Stated problem => Rescale the entries from the start through the line containing "<point>159,284</point>". Reproduce every line, requests included, and multiply each point coordinate in the answers by 0.7, rounding to whole numbers with halves rounded up, while leaving the numbers in the requests and their format samples unchanged.

Data in this exercise =>
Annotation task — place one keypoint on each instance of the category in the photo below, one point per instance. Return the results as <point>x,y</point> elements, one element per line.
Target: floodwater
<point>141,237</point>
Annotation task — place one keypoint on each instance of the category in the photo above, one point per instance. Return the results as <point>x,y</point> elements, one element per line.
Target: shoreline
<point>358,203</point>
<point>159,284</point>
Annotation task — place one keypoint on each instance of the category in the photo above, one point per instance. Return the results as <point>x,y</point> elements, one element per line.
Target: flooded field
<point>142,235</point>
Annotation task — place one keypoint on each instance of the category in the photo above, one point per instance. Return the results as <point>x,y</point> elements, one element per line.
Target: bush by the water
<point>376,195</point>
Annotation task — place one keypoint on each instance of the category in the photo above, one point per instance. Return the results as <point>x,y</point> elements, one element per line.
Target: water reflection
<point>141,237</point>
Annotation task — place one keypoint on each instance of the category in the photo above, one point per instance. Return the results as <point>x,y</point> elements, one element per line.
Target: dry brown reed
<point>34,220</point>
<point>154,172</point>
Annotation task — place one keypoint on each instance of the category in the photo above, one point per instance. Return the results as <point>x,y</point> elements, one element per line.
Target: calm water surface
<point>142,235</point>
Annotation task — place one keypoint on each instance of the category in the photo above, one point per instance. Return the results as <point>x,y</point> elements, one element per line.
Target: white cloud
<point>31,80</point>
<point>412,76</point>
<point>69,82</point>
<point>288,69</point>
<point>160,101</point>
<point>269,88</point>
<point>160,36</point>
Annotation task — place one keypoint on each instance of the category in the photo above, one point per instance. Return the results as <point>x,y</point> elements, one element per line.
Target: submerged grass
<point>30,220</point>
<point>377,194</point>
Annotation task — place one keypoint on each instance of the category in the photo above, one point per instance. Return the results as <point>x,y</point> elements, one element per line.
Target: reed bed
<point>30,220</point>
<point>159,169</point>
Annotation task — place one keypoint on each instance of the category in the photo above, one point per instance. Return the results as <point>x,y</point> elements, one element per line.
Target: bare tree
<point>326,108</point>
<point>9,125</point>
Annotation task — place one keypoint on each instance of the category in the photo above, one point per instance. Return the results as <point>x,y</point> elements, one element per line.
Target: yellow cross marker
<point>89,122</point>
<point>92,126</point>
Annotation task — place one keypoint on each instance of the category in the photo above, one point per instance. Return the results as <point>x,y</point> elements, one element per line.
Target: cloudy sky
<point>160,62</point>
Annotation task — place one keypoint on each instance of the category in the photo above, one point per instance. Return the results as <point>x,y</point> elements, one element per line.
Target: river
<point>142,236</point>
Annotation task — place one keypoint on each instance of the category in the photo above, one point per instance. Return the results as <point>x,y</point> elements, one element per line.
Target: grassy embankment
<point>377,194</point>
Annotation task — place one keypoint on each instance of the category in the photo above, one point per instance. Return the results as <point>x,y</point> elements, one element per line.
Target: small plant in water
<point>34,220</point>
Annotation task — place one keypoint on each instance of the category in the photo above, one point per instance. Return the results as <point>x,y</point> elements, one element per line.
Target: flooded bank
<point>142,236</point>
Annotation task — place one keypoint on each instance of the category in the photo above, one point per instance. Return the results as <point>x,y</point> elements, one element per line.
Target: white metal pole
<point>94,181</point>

Response =>
Annotation task — place one keypoint on each instance of the category in the photo below, one point per instance. Return the results as <point>x,y</point> elements, one element per line.
Target: floodwater
<point>99,166</point>
Annotation task — place one keypoint on each instance of the category in the photo above, one point per instance. Return the results as <point>x,y</point> elements, one element per line.
Target: shoreline
<point>251,142</point>
<point>111,199</point>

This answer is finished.